▶ _Stated goal_:
Write out the listing beneath this instruction in its entirety, exactly as it reads.

▶ _Excerpts of pointing data_:
========================

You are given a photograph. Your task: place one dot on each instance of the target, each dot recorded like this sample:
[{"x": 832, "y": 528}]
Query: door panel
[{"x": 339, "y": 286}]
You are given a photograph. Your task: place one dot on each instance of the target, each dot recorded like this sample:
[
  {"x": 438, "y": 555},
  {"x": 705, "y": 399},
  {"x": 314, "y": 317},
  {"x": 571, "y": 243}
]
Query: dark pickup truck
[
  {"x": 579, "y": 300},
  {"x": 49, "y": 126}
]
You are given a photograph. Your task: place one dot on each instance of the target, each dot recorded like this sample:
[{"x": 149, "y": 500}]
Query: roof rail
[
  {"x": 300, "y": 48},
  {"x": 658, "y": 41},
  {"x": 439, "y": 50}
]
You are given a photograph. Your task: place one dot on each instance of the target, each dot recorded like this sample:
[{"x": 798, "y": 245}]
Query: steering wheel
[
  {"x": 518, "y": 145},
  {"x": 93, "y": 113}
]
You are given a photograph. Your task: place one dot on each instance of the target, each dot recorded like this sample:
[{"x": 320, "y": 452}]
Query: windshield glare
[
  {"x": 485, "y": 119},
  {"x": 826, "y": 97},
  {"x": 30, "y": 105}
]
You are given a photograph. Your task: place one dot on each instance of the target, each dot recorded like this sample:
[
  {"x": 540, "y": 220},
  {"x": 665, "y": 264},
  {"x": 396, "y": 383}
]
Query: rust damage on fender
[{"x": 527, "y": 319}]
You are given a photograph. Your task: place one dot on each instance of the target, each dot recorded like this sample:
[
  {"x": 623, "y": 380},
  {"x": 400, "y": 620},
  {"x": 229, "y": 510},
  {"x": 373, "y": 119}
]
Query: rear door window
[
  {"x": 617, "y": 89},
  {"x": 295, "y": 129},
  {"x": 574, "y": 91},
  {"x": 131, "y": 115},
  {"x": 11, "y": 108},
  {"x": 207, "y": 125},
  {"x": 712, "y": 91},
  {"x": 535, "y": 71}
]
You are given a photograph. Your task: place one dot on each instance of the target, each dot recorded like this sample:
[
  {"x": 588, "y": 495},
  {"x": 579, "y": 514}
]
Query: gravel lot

========================

▶ _Final result_:
You are given a photograph. Your task: place one dot on each instance of the target, each dot recorded like this sample:
[{"x": 832, "y": 528}]
Query: door panel
[{"x": 339, "y": 286}]
You are given a photograph. Your task: place one dot on each instance of the target, each dot recorded like this sample:
[
  {"x": 438, "y": 555},
  {"x": 705, "y": 399},
  {"x": 314, "y": 317},
  {"x": 571, "y": 243}
]
Query: dark pickup truck
[
  {"x": 579, "y": 300},
  {"x": 49, "y": 126}
]
You are given a photograph. Your task: place one dot on each instance of the target, each dot recorded like this sample:
[{"x": 149, "y": 500}]
Query: roof rail
[
  {"x": 300, "y": 48},
  {"x": 658, "y": 41},
  {"x": 439, "y": 50}
]
You are given a photograph. Your task: place one dot on each instance of the target, each dot recorded like this sample:
[{"x": 798, "y": 245}]
Query: steering wheel
[
  {"x": 518, "y": 145},
  {"x": 93, "y": 113}
]
You are given a photograph. Your task: place one dot on each instance of the target, each dot recorded like this sample:
[{"x": 320, "y": 452}]
Query: windshield glare
[
  {"x": 485, "y": 119},
  {"x": 826, "y": 97},
  {"x": 30, "y": 105}
]
You are given a photograph. Your task: place one dot on each instance of the target, each dot recorded like this sample:
[
  {"x": 540, "y": 220},
  {"x": 665, "y": 264},
  {"x": 396, "y": 383}
]
Query: rust damage on fender
[{"x": 527, "y": 319}]
You are given a photograph. Your task: place one dot on each instance of the target, each dot recorded like this sample:
[
  {"x": 623, "y": 380},
  {"x": 400, "y": 620},
  {"x": 229, "y": 510},
  {"x": 373, "y": 119}
]
Query: rear door window
[
  {"x": 617, "y": 89},
  {"x": 295, "y": 129},
  {"x": 574, "y": 91},
  {"x": 131, "y": 115},
  {"x": 11, "y": 108},
  {"x": 207, "y": 125},
  {"x": 712, "y": 91},
  {"x": 535, "y": 71}
]
You are given a photograph. Your task: place one dot on each instance of the target, each dot recorded like this sample:
[
  {"x": 588, "y": 495},
  {"x": 579, "y": 514}
]
Query: gravel lot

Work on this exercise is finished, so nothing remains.